» AIM
Copy the items below word for word, from the line containing "Given the photograph above, point out the blue fedora" through the end of the items.

(Collected data items)
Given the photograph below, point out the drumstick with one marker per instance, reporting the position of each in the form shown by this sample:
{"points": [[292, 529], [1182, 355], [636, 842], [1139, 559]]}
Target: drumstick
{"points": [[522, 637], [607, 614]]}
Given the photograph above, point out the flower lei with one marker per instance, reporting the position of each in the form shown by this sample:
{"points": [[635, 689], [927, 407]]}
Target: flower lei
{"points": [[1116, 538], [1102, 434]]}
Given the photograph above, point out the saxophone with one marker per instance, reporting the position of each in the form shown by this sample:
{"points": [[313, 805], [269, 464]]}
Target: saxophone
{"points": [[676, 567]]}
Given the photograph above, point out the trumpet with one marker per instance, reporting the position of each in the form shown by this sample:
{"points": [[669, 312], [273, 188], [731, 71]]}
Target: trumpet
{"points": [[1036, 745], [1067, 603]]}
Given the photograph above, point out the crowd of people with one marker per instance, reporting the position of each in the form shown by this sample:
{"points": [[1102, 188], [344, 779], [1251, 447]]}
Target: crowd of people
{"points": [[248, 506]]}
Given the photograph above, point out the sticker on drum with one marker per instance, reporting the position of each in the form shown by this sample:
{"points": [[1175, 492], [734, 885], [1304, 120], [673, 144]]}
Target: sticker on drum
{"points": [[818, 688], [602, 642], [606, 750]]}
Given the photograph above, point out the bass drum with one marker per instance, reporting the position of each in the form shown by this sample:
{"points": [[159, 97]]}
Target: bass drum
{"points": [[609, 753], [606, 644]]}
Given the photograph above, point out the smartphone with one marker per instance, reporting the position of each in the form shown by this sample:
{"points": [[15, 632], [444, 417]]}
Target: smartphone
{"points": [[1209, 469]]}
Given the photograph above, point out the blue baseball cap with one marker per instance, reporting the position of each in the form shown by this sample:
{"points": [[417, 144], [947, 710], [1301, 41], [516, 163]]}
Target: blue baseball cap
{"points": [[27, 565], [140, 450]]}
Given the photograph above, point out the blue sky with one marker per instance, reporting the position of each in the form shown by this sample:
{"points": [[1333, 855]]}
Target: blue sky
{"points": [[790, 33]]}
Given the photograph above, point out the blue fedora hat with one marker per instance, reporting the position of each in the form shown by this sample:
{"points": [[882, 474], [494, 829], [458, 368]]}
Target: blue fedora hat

» CORRECT OUTPUT
Given the photograph above, point out the blue fedora hat with one marker per instance, reporting the position of each in the form shown by this sample:
{"points": [[882, 474], [494, 829], [458, 368]]}
Target: blue fedora hat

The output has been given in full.